# AIM OF THE EXERCISE
Output all the entries below. Each must match exactly.

# INFORMATION SUPPLIED
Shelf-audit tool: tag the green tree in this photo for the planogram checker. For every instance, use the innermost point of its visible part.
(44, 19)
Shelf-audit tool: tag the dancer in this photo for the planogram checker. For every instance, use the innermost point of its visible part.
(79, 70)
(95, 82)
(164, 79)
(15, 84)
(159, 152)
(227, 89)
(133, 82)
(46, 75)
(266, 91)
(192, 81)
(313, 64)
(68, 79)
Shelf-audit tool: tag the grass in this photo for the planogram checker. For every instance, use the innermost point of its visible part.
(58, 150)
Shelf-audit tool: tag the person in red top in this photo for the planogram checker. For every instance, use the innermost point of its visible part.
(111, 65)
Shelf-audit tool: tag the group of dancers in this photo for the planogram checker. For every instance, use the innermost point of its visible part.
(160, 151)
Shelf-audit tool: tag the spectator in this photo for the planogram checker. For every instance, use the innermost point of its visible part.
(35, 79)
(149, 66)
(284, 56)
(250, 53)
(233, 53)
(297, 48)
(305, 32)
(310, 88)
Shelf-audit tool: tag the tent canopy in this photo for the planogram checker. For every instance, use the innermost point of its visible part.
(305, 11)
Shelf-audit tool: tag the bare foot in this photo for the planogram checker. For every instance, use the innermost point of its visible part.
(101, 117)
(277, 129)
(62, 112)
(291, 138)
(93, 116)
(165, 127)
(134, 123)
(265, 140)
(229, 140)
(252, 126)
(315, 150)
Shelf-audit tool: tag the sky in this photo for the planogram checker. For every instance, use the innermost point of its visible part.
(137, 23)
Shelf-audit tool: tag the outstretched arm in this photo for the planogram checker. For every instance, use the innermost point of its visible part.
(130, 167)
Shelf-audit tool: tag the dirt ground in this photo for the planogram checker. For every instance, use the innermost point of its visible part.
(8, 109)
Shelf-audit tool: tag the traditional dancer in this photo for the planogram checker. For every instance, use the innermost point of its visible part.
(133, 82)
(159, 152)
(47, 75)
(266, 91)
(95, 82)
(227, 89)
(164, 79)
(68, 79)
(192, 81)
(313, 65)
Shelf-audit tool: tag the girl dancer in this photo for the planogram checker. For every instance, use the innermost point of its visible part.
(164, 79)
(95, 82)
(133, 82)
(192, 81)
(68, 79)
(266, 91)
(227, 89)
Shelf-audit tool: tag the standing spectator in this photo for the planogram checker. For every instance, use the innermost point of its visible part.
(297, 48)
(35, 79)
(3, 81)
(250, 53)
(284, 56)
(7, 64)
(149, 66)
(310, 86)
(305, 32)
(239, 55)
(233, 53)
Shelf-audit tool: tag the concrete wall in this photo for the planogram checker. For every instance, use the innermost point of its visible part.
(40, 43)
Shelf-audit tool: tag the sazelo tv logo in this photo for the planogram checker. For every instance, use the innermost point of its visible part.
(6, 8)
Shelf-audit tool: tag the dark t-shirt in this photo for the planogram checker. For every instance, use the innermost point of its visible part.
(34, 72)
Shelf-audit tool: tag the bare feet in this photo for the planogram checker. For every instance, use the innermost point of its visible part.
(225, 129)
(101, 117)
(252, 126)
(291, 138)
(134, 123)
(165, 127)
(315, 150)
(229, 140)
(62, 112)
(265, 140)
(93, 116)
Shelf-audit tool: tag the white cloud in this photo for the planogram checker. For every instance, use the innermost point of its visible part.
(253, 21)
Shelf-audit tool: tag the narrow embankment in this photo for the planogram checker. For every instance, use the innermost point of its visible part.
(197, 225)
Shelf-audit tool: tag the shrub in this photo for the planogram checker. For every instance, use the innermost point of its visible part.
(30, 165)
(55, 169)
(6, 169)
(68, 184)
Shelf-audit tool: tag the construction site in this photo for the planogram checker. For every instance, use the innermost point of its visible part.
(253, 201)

# EXERCISE ANSWER
Shelf-audit tool: tag the green tree in this photo for the planogram checker. For every instance, use the innermost point of its visible part.
(44, 19)
Shelf-audit tool: tag the dancer in this photo for the planogram checker. For every instance, use the innermost point of its visible part.
(79, 70)
(95, 82)
(164, 79)
(15, 84)
(159, 152)
(227, 89)
(133, 82)
(46, 75)
(266, 91)
(192, 81)
(313, 64)
(68, 79)
Shelf-audit tool: tag the grass in this photo for the planogram checker. For every instance, use the innermost point of its visible part.
(58, 150)
Shelf-audit tool: tag the person in red top in this photo for the planogram checker. For every instance, use the innermost point of its visible part.
(111, 65)
Shelf-audit tool: tag the group of dancers in this photo for the planogram checker. For every instance, use the innermost point of its visible part.
(160, 151)
Shelf-audit tool: tag the spectator in this photo for the planogram checker. For every instance, use the innermost point of its visible part.
(35, 79)
(149, 66)
(284, 56)
(250, 53)
(233, 53)
(297, 48)
(305, 32)
(310, 88)
Shelf-audit tool: tag the tent canopy in this photo for the planogram checker. For every instance, use the innermost point of its visible part.
(305, 11)
Shelf-audit tool: tag the bare foot in this photo for the planogram checker. For every instance, use the innermost point of its visible part.
(101, 117)
(277, 129)
(62, 112)
(291, 138)
(93, 116)
(165, 127)
(134, 123)
(265, 140)
(229, 140)
(252, 126)
(315, 150)
Shelf-audit tool: tag the sky in this photo for the planogram checker. For every instance, use the innermost point of its visible part.
(137, 23)
Shelf-audit tool: tag the outstretched arm in this photo for the planogram checker. For every instance, use the innermost point of its visible part.
(130, 167)
Shelf-audit tool: tag the dirt ground in this photo for the planogram checker. For every instance, use the innermost point of its visible part.
(8, 109)
Shelf-audit tool: tag the traditional dancer in this photo for the planogram checker. For every instance, use the innermost point of its visible part.
(133, 82)
(159, 152)
(47, 75)
(266, 91)
(95, 82)
(227, 89)
(164, 79)
(68, 79)
(192, 81)
(313, 65)
Shelf-audit tool: tag the girl dancer in this photo for the planogram checker. For every instance, use the innermost point of its visible part.
(164, 79)
(95, 82)
(133, 82)
(192, 81)
(68, 79)
(266, 91)
(227, 89)
Shelf-audit tool: tag the standing spectator in this photo for the planogram checker. For every instance, use the innermost point of its visible part.
(297, 48)
(35, 79)
(3, 81)
(250, 53)
(284, 56)
(7, 64)
(149, 66)
(310, 86)
(305, 32)
(239, 55)
(233, 53)
Shelf-audit tool: tag the concrete wall in this photo for the planogram checker. For every instance, use the innermost point of its visible part.
(40, 43)
Shelf-audit tool: tag the sazelo tv logo in this photo for the planogram checker. For every instance, use the innermost point of its visible part.
(6, 8)
Shelf-audit tool: tag the dark t-shirt in this photo for the planogram checker. For every instance, use the innermost point of its visible part.
(34, 72)
Shelf-audit tool: tag the bare feet in this photo for the planogram checker. For every instance, use the innermost point of its visible part.
(225, 129)
(101, 117)
(252, 126)
(291, 138)
(134, 123)
(165, 127)
(315, 150)
(229, 140)
(62, 112)
(265, 140)
(93, 116)
Shelf-audit tool: tag the white cloud in this photo for the planogram checker. For every instance, use the innermost point of its visible part.
(253, 21)
Shelf-audit tool: tag the narrow embankment in this photo for the planogram checker. For every instance, use the innermost point of its visible part.
(197, 225)
Shelf-audit tool: tag the shrub in this photo for the planogram checker. For every instance, use the innermost point of its visible part.
(30, 165)
(55, 169)
(6, 169)
(68, 184)
Shelf-audit tool: tag the construction site in this photo for the planogram checker. For every instance, use the innermost point of its visible part.
(253, 201)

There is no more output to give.